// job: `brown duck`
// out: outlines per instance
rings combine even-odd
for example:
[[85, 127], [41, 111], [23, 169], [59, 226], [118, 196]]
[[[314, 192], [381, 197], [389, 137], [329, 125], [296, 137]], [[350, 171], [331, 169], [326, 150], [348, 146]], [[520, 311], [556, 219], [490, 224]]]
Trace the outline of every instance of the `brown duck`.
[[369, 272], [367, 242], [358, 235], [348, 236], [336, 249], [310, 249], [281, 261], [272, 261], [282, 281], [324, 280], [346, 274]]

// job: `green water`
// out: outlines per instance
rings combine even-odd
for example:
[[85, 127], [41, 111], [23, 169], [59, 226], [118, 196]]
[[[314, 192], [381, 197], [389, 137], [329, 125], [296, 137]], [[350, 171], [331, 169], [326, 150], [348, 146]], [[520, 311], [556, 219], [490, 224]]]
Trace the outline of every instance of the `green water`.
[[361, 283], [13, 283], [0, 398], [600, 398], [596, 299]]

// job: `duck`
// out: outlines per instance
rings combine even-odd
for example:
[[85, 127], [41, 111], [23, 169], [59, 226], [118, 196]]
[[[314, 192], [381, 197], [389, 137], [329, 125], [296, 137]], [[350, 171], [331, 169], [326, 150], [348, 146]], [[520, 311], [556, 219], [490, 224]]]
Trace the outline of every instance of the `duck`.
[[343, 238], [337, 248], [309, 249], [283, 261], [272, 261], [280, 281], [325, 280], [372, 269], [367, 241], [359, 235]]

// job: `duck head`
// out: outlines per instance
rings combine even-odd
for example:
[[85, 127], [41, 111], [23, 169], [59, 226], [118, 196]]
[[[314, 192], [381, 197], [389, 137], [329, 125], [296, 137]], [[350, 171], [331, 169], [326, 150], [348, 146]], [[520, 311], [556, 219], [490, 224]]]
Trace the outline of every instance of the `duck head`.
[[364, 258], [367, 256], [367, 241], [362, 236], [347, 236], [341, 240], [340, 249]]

════════════════════

● **ACTIVITY**
Copy each entry above exactly, leaving nothing out.

● **TASK RESULT**
// job: `brown duck`
// out: outlines per instance
rings combine even-odd
for example:
[[85, 127], [41, 111], [23, 169], [59, 226], [118, 196]]
[[[314, 192], [381, 197], [389, 137], [329, 125], [296, 137]], [[350, 171], [331, 169], [326, 150], [348, 146]], [[520, 311], [556, 219], [490, 224]]]
Trace the outline of every instance of the `brown duck`.
[[369, 272], [367, 242], [358, 235], [348, 236], [336, 249], [310, 249], [281, 261], [272, 261], [282, 281], [324, 280], [346, 274]]

// job: `green water`
// out: outlines per instance
rings combine even-odd
for example:
[[85, 127], [41, 111], [23, 169], [59, 226], [118, 196]]
[[[314, 192], [381, 197], [389, 137], [329, 125], [296, 137]], [[350, 171], [331, 169], [326, 150], [348, 146]], [[520, 311], [556, 219], [490, 224]]]
Trace the outline of every instance of the `green water`.
[[361, 283], [13, 283], [0, 398], [600, 398], [596, 299]]

// job: `duck`
// out: outlines per instance
rings combine even-odd
for example:
[[85, 127], [41, 111], [23, 169], [59, 226], [118, 196]]
[[[314, 192], [381, 197], [389, 137], [329, 125], [296, 137]], [[350, 171], [331, 169], [326, 150], [348, 146]], [[520, 311], [556, 219], [490, 224]]]
Trace the outline of every instance of the `duck`.
[[343, 238], [337, 248], [309, 249], [283, 261], [272, 261], [280, 281], [325, 280], [372, 269], [367, 241], [359, 235]]

// job: `duck head`
// out: outlines per instance
rings combine even-odd
for example:
[[85, 127], [41, 111], [23, 169], [59, 226], [118, 196]]
[[[314, 192], [381, 197], [389, 137], [329, 125], [296, 137]], [[350, 171], [331, 169], [326, 150], [348, 146]], [[520, 311], [556, 219], [490, 224]]]
Trace the outline of every instance of the `duck head`.
[[364, 258], [367, 256], [367, 241], [362, 236], [347, 236], [341, 240], [340, 249]]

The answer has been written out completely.